(Data to process)

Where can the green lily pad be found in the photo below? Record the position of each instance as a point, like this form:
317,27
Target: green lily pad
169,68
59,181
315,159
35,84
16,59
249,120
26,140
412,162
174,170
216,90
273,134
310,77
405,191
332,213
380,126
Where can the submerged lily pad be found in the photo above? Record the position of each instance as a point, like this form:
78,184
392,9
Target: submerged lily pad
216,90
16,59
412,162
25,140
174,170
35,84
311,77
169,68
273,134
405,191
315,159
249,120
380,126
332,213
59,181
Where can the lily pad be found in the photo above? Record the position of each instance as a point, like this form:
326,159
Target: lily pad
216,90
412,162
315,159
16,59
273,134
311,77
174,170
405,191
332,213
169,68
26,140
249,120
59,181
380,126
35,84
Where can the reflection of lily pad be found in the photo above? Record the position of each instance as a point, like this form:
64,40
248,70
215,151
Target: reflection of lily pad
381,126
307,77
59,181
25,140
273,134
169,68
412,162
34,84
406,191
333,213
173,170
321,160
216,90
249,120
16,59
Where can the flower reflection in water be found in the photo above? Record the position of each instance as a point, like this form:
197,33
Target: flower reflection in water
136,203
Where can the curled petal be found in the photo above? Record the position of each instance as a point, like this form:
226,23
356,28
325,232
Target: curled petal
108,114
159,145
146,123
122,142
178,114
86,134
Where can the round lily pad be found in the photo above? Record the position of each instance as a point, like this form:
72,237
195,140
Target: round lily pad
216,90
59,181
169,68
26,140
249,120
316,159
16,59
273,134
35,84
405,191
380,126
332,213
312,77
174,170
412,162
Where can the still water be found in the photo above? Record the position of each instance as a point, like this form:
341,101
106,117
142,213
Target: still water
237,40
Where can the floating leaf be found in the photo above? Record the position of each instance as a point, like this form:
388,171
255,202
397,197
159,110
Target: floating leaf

(End Data to process)

Task brief = Where does "like" appear in the records above? Copy each line that holds it.

Final answer =
Where can the green lily pad be found in the photo below? Record the position of each instance as a point, like this form:
Where can the submerged lily pad be found in the photo above? Record the position of each instance as a point, like this form:
Where can the lily pad be found in the photo above? Record the position of each instance as a point, like this form:
Where can the reflection of lily pad be found in the photo above? Record the position of each instance as a point, like this form:
Where can the flower reflection in water be found in the photo above? Record the position of each instance as a point, like this form:
Where can the curled petal be found in the photo above? Record the position of each instance as a point, like this form:
Where can the round lily pad be found in the photo above? Record the position of each instance as a point, like this form:
Where can the still water be found in the photo above? Record the position of each instance as a point, like this form:
Where can the floating leaf be found in the photo above? Record the position of each instance as a point, like this form:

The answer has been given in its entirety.